== SOURCE PASSAGE ==

....

There seems to be an uptick in the rates of discharge for the winter months and a decrease in discharge for the spring months. This suggests an increase in amplitude for the winter/spring months, or an offset in amplitude.

What can explain the change in amplitude?

Next, we’ll create a new variable, day, that will give us the day of the year. This will allow us to construct a three dimensional dataset with day and year mapped to the x and y axes respectively, and the residuals mapped to the z axis. The latter will be visualized using either contours or filled tiles (or both).

# heat map of residual by day
dat.tile <- dat %>% 
  group_by(year = as.integer(year(Date)), day = yday(Date)) %>% 
  summarise(res1m = median(res1))


ggplot(dat.tile, aes(x = day, y = year, fill = res1m)) +
  geom_tile() + 
 # scale_fill_gradient2(low="green", mid = "yellow", high = "red",
 #                      midpoint = 0)
  scico::scale_fill_scico(palette = "vik", direction = -1, name = "Residual Discharge")

....

[Dataset rows]
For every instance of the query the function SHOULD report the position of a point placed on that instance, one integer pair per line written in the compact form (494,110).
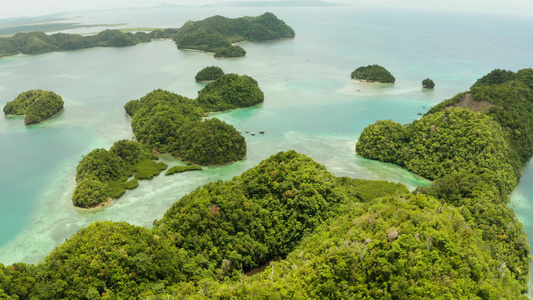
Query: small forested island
(37,106)
(209,74)
(103,175)
(164,122)
(333,237)
(217,34)
(39,42)
(214,34)
(474,147)
(428,83)
(229,92)
(373,73)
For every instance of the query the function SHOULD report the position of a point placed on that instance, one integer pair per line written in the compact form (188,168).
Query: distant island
(229,92)
(215,34)
(104,175)
(373,73)
(428,83)
(209,73)
(37,106)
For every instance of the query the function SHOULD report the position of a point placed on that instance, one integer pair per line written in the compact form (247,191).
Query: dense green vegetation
(170,123)
(158,116)
(334,238)
(209,142)
(180,169)
(216,34)
(442,143)
(373,73)
(103,175)
(230,91)
(39,42)
(209,73)
(474,146)
(428,83)
(36,105)
(506,97)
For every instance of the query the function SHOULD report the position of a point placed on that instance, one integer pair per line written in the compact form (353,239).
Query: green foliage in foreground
(209,73)
(230,91)
(442,143)
(216,34)
(373,73)
(37,105)
(181,169)
(331,244)
(102,175)
(428,83)
(158,116)
(257,216)
(506,97)
(410,247)
(475,161)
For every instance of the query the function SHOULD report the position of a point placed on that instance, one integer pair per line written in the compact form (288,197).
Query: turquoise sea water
(311,105)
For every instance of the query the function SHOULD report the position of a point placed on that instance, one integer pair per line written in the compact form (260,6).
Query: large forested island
(215,34)
(37,106)
(373,73)
(333,237)
(474,146)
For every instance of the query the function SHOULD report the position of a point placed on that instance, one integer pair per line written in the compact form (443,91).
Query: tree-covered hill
(229,92)
(473,146)
(102,175)
(39,42)
(209,73)
(507,97)
(373,73)
(37,106)
(334,238)
(216,34)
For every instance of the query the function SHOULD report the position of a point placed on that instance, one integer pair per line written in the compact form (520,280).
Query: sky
(21,8)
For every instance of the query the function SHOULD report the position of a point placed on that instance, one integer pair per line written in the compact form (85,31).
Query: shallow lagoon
(311,105)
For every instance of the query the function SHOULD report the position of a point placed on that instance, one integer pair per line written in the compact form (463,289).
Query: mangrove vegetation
(332,237)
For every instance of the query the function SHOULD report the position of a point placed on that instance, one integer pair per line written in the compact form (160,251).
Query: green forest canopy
(214,34)
(209,73)
(217,34)
(474,146)
(102,175)
(373,73)
(36,105)
(334,238)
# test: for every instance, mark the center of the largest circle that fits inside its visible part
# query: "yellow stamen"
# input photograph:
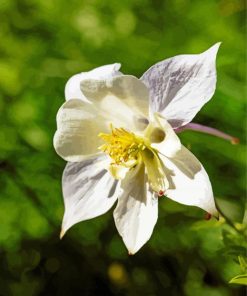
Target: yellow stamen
(122, 146)
(127, 150)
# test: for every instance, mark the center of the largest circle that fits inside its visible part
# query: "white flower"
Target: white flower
(116, 132)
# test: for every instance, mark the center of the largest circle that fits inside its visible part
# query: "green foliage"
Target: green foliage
(42, 44)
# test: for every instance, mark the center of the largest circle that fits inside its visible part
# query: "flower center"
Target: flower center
(122, 146)
(127, 150)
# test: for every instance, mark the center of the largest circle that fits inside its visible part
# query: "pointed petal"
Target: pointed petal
(136, 212)
(88, 189)
(124, 98)
(189, 182)
(78, 126)
(72, 88)
(181, 85)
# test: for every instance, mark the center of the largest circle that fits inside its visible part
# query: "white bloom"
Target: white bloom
(116, 132)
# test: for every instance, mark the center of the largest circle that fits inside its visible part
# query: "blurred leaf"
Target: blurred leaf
(239, 279)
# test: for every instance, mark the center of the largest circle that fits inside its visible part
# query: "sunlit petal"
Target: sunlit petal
(78, 126)
(181, 85)
(72, 87)
(137, 211)
(189, 182)
(124, 98)
(89, 190)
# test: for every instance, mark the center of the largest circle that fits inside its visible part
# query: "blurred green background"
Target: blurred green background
(43, 43)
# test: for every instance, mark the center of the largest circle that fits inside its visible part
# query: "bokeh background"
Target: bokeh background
(43, 43)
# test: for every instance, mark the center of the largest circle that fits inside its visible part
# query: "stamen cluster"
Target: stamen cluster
(122, 146)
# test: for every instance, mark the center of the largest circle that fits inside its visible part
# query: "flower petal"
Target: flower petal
(181, 85)
(78, 126)
(162, 136)
(72, 88)
(88, 189)
(125, 98)
(189, 182)
(137, 211)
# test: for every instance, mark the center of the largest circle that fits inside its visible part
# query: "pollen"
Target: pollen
(122, 146)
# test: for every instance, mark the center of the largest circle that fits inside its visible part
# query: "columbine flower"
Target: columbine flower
(117, 134)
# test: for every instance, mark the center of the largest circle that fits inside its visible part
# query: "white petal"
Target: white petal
(88, 189)
(189, 182)
(136, 212)
(162, 136)
(181, 85)
(78, 126)
(124, 98)
(72, 88)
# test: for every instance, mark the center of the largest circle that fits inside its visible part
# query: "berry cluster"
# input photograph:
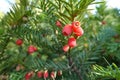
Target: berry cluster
(43, 74)
(73, 30)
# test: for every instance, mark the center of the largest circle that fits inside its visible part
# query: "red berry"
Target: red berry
(75, 24)
(103, 22)
(39, 74)
(79, 31)
(31, 49)
(45, 74)
(28, 76)
(67, 30)
(59, 73)
(52, 74)
(72, 42)
(58, 23)
(65, 48)
(19, 42)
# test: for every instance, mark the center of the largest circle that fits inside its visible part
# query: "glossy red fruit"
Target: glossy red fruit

....

== STATED PROBLEM ==
Can you echo the river discharge passage back in full, word for word? Work from the river discharge passage alone.

== SOLUTION TO THIS PROBLEM ==
There seems to be an uptick in the rates of discharge for the winter months and a decrease in discharge for the spring months. This suggests an increase in amplitude for the winter/spring months, or an offset in amplitude.

What can explain the change in amplitude?

Next, we’ll create a new variable, day, that will give us the day of the year. This will allow us to construct a three dimensional dataset with day and year mapped to the x and y axes respectively, and the residuals mapped to the z axis. The latter will be visualized using either contours or filled tiles (or both).

# heat map of residual by day
dat.tile <- dat %>% 
  group_by(year = as.integer(year(Date)), day = yday(Date)) %>% 
  summarise(res1m = median(res1))


ggplot(dat.tile, aes(x = day, y = year, fill = res1m)) +
  geom_tile() + 
 # scale_fill_gradient2(low="green", mid = "yellow", high = "red",
 #                      midpoint = 0)
  scico::scale_fill_scico(palette = "vik", direction = -1, name = "Residual Discharge")